_ACTIVITY:_
Copy out all of the data word for word. Omit every picture.
# # # #
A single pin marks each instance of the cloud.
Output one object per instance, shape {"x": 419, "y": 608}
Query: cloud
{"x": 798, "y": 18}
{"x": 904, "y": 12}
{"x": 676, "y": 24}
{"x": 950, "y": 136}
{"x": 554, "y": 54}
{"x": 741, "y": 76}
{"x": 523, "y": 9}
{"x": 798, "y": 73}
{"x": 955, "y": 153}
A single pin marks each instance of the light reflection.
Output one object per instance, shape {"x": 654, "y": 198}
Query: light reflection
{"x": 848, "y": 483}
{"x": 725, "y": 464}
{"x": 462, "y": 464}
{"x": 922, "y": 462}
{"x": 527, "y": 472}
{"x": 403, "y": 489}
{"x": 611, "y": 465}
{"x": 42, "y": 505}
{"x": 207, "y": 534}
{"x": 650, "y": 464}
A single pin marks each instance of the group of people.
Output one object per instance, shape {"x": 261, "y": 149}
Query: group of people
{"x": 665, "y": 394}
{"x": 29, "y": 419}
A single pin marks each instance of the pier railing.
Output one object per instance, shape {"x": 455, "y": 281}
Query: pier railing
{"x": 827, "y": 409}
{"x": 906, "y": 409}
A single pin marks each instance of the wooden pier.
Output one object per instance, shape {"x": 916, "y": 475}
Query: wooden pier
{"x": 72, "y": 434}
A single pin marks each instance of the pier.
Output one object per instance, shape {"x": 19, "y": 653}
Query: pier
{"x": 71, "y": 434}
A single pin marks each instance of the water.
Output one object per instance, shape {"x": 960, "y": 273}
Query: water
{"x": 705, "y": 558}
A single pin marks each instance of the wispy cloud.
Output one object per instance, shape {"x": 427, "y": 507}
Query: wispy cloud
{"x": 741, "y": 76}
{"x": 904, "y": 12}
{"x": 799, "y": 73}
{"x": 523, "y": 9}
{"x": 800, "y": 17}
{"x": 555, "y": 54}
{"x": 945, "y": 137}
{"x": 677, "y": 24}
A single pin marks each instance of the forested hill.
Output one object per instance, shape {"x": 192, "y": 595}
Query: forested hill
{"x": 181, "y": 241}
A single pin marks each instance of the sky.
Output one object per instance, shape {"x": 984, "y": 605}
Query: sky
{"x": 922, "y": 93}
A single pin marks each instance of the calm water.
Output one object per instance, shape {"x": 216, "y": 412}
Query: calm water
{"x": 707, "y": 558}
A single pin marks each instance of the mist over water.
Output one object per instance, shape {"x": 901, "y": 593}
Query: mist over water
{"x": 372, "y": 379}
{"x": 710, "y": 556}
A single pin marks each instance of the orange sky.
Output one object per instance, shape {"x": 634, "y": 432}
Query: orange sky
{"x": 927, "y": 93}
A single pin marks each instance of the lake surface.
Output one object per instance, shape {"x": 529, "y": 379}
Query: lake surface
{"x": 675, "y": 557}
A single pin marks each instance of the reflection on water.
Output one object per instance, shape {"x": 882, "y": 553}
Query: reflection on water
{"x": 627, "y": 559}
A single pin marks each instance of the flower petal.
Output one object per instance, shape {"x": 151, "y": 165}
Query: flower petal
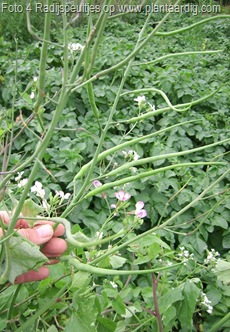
# # # #
_TASK RESULT:_
A single pin marks each instance of the cloud.
Output one object per instance, shape {"x": 419, "y": 608}
Query: cloud
{"x": 798, "y": 18}
{"x": 904, "y": 12}
{"x": 676, "y": 24}
{"x": 950, "y": 136}
{"x": 554, "y": 54}
{"x": 741, "y": 76}
{"x": 523, "y": 9}
{"x": 798, "y": 73}
{"x": 955, "y": 153}
A single pin marks each instance of the light reflection.
Output one object per instance, shape {"x": 654, "y": 198}
Query: light reflection
{"x": 848, "y": 483}
{"x": 725, "y": 464}
{"x": 462, "y": 464}
{"x": 922, "y": 462}
{"x": 527, "y": 472}
{"x": 403, "y": 489}
{"x": 611, "y": 465}
{"x": 42, "y": 505}
{"x": 207, "y": 534}
{"x": 650, "y": 464}
A single pin marks each instance of the group of people.
Output one object per instance, shape {"x": 261, "y": 149}
Query: group of people
{"x": 665, "y": 394}
{"x": 29, "y": 419}
A single pin marks each instance of the pier railing.
Output one object per instance, shape {"x": 455, "y": 281}
Query: pier railing
{"x": 827, "y": 409}
{"x": 906, "y": 409}
A single pin marks each instance of the wooden pier.
Output one object per instance, shape {"x": 916, "y": 475}
Query: wooden pier
{"x": 72, "y": 434}
A single pin marks each instance of the pier.
Output one object per instance, shape {"x": 19, "y": 653}
Query: pier
{"x": 71, "y": 434}
A single pin marks each instance of the water.
Output one object per instance, shape {"x": 960, "y": 273}
Query: water
{"x": 705, "y": 558}
A single pin marks each instance of the wispy cloud.
Output one object per instance, shape {"x": 427, "y": 507}
Query: wispy cloud
{"x": 741, "y": 76}
{"x": 904, "y": 12}
{"x": 799, "y": 73}
{"x": 523, "y": 9}
{"x": 800, "y": 17}
{"x": 555, "y": 54}
{"x": 945, "y": 137}
{"x": 677, "y": 24}
A single pin marks each instance of the forested hill.
Output one object per instance, shape {"x": 192, "y": 595}
Query: forested hill
{"x": 181, "y": 241}
A single pin marks each instance of the sky.
Output one object per instance, shape {"x": 984, "y": 605}
Query: sky
{"x": 922, "y": 93}
A single pin marks each instance of the calm water.
Output one object per instance, shape {"x": 216, "y": 412}
Query: calm water
{"x": 707, "y": 558}
A single pin marks each instance of the mist over water.
Output one object per instance, shape {"x": 901, "y": 593}
Query: mist over water
{"x": 372, "y": 379}
{"x": 710, "y": 556}
A single pin marks each instance of the orange sky.
Output one object per instance, shape {"x": 634, "y": 432}
Query: orange sky
{"x": 927, "y": 93}
A single pin marks each instance of the lake surface.
Output one object per instance, shape {"x": 529, "y": 379}
Query: lake surface
{"x": 675, "y": 557}
A single pin marks each instance of the reflection on water.
Output one object per instance, shape {"x": 882, "y": 553}
Query: reflection on water
{"x": 627, "y": 559}
A single pin marks each instance of the flower petal.
Output one object per instance, shape {"x": 151, "y": 165}
Query: flower petal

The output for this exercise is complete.